● **ESTRATTO SCELTO**

# Gerry Scotti porta Ruzzle in tv: diventa un programma



## admin (19 Gennaio 2013)

*Ruzzle*, il gioco di *parole intrecciate* che sta contagiando milioni di persone su *Facebook* e sugli Smartphone Apple e Android, sta per sbarcare in *televisione*. A confermarlo è *Gerry Scotti*, il celebre presentatore tv di Mediaset, che vorrebbe ri-mediare il gioco da internet alla televisione

"Abbiamo già contattato la società che produce Ruzzle per trasformarlo in un *nuovo format*. In questo periodo in cui l’idiozia pare dominare, un gioco che usa le parole non può che fare bene a tutti. Assomiglia maledettamente ai miei due giochi del cuore: i cruciverba e il quiz televisivo ‘Paroliamo’. Penso che si possa sviluppare in tv, per questo sto già lavorando al progetto. Potrebbe diventare una gara a due o a quattro concorrenti, vediamo."


----------



## DannySa (19 Gennaio 2013)

Per quanto mi riguarda molto interessante


----------



## Canonista (19 Gennaio 2013)

Spero sia una versione migliore di quella sput.tanata

Parole che non esistono me le segna, parole italianissime che esistono invece non me le dà.


----------



## Z A Z A' (19 Gennaio 2013)

Solo io lo odio sto gioco?


----------



## Graxx (19 Gennaio 2013)

mi sto azzeccando incredibilmente...grande


----------



## Fabry_cekko (19 Gennaio 2013)

Esempi di etichettatura dei punti:
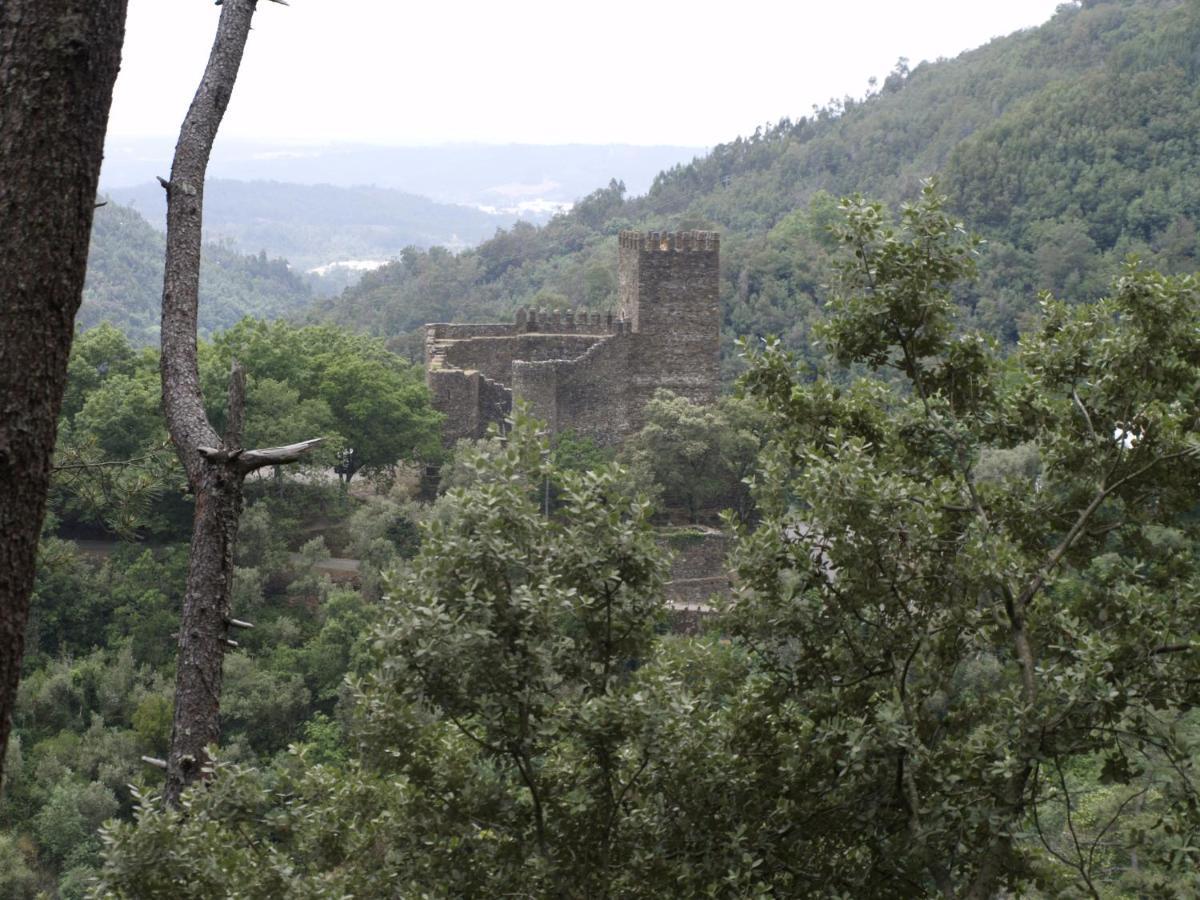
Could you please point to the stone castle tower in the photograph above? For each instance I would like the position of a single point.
(589, 372)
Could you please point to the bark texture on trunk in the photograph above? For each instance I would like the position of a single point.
(216, 466)
(58, 63)
(203, 629)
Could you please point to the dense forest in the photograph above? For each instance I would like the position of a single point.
(959, 658)
(124, 283)
(1067, 147)
(960, 653)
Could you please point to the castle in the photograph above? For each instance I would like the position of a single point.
(588, 372)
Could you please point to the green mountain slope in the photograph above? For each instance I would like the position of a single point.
(124, 282)
(1067, 147)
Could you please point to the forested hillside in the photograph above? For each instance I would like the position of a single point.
(1066, 147)
(125, 280)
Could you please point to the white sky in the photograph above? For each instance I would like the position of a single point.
(537, 71)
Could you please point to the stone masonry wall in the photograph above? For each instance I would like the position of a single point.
(699, 568)
(588, 372)
(671, 294)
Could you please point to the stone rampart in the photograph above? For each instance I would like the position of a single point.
(586, 371)
(699, 565)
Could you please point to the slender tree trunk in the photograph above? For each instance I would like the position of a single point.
(216, 467)
(58, 63)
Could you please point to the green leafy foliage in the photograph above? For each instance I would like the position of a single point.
(958, 635)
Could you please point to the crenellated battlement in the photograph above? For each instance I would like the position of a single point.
(531, 319)
(671, 241)
(588, 371)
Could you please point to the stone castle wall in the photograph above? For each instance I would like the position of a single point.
(591, 372)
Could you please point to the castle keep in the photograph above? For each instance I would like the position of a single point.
(585, 371)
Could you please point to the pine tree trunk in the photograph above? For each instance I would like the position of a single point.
(217, 490)
(58, 63)
(216, 466)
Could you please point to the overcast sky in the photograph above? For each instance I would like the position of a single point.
(537, 71)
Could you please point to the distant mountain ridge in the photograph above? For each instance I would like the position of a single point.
(124, 285)
(1068, 147)
(498, 175)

● **RICHIESTA**
Prosegui la discussione su Ruzzle in televisione, scrivendo il messaggio di Fabry_cekko e quelli che seguono.

● **RISULTATO**
Z A Z A' ha scritto:


> Solo io lo odio sto gioco?



purio


----------



## #Dodo90# (19 Gennaio 2013)

Solo io non ho ancora avuto tempo di giocarci neanche una volta? Mi sento fuori dal mondo


----------



## BB7 (19 Gennaio 2013)

#Dodo90# ha scritto:


> Solo io non ho ancora avuto tempo di giocarci neanche una volta? Mi sento fuori dal mondo



Non sei l'unico, io non ho neanche idea di cosa sia e ho ben poca voglia di scoprirlo xD


----------



## Arsozzenal (19 Gennaio 2013)

io rivoglio chi vuol essere milionario
altro che quella specie di gioco condotto da bonolis


----------



## DennyJersey (20 Gennaio 2013)

Siamo un bel numero. Fondiamo il gruppo di chi odia ruzzle?


----------



## Splendidi Incisivi (20 Gennaio 2013)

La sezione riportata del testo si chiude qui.